## Start
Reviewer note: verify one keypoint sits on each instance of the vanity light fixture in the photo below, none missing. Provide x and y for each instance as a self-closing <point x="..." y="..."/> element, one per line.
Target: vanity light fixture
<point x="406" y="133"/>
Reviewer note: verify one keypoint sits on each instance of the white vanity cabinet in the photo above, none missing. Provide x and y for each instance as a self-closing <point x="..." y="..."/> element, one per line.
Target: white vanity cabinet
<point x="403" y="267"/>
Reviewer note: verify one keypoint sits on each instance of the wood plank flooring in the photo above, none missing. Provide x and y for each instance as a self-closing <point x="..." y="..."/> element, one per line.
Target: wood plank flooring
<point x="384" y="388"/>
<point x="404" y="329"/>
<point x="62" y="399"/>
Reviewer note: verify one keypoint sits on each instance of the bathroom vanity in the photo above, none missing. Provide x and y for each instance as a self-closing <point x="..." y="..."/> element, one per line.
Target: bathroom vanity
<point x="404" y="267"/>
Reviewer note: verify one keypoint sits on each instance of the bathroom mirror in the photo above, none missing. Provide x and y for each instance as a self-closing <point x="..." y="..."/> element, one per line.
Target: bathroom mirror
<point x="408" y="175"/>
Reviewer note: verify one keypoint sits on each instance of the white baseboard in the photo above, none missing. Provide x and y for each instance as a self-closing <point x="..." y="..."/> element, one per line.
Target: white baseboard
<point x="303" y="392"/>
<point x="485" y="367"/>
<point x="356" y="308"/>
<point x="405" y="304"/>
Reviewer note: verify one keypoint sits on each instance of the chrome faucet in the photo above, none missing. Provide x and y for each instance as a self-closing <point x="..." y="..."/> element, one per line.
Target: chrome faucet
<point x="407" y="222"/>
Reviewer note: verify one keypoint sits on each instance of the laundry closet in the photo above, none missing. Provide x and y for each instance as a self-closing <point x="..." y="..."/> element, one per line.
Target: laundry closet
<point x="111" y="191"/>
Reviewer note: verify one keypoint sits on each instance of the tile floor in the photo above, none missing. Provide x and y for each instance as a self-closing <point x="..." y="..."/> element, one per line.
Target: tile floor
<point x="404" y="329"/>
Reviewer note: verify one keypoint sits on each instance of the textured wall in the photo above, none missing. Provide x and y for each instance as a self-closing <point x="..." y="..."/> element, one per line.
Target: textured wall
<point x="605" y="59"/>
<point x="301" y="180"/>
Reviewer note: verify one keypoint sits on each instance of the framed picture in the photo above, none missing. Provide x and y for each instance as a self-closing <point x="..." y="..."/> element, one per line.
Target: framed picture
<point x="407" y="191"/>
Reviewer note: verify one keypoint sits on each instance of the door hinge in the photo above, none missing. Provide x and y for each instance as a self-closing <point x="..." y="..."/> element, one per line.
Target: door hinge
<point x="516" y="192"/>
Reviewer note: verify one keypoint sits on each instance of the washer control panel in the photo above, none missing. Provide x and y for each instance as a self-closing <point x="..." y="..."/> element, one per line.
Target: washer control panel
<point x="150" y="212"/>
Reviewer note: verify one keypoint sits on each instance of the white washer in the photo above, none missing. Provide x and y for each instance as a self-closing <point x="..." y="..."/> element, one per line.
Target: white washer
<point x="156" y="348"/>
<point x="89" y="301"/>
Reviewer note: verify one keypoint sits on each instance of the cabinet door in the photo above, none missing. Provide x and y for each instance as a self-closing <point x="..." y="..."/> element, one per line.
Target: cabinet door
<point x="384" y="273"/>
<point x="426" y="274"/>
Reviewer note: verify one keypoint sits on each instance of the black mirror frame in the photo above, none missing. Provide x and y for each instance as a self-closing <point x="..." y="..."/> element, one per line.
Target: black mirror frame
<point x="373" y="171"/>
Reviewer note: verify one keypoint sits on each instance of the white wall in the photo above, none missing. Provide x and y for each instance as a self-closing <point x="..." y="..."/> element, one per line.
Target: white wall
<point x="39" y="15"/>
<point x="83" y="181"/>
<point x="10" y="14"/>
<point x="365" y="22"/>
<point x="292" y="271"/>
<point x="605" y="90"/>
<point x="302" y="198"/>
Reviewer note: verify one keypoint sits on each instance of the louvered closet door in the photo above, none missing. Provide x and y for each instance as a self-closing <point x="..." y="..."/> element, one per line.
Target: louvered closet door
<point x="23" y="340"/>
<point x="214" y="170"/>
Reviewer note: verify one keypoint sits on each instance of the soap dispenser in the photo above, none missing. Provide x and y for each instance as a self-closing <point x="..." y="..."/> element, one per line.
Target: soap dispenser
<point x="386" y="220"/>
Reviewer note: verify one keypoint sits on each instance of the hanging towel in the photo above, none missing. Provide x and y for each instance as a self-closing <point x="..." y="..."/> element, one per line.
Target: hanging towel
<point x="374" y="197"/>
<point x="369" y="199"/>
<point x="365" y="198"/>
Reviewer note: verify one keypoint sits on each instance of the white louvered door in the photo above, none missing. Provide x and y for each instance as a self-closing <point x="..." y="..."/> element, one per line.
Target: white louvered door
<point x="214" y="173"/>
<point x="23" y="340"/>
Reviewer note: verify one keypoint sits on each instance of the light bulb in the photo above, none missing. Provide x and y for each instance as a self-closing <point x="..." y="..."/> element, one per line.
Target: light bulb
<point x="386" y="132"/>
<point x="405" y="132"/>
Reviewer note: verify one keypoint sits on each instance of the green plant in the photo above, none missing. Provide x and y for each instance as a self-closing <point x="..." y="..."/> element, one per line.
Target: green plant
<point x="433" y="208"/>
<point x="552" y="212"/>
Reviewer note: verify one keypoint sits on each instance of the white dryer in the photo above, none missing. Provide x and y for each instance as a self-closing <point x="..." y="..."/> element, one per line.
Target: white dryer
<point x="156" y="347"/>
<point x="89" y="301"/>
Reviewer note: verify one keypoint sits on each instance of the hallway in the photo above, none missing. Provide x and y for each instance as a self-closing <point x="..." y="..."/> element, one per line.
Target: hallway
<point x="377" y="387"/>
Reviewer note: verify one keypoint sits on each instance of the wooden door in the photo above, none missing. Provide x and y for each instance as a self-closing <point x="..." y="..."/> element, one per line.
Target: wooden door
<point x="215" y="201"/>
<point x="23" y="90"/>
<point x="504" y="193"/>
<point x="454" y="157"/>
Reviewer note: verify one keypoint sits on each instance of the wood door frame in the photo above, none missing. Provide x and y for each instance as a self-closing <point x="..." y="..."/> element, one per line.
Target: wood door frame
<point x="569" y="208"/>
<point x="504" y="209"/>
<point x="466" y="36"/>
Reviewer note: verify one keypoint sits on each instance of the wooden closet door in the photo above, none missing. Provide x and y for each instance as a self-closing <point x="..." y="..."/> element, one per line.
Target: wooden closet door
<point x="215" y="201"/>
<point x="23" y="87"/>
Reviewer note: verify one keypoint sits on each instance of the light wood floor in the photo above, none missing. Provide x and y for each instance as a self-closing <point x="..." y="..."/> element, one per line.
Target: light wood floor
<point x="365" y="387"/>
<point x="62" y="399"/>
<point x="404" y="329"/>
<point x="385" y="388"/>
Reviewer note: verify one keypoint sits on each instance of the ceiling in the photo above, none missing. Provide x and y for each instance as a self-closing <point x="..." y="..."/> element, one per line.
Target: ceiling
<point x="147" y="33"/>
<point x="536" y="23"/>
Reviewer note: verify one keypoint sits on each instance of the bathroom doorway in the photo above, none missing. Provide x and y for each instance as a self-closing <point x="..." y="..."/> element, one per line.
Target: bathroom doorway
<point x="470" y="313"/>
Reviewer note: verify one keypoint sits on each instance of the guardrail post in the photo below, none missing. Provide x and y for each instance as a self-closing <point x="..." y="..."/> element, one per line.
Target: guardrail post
## End
-- Your instructions --
Copy out the lines starting at the one containing "of the ceiling" and ending with the last line of the entries. Include nothing else.

-- Exercise solution --
Reviewer note: verify one keypoint sits on each instance of the ceiling in the photo above, none missing. Provide x and y for each instance as a self-closing <point x="..." y="..."/> element, one per line.
Target: ceiling
<point x="147" y="33"/>
<point x="536" y="23"/>
Reviewer note: verify one keypoint sits on each instance of the bathroom doorway in the photo above, none missing. Provide x and y for each instance as a self-closing <point x="..." y="..."/> element, one per line.
Target: bathroom doorway
<point x="470" y="313"/>
Reviewer note: verify one keypoint sits on each instance of the guardrail post in the photo below, none missing. Provide x and y for each instance as a self-closing <point x="..." y="..."/> element, one per line.
Target: guardrail post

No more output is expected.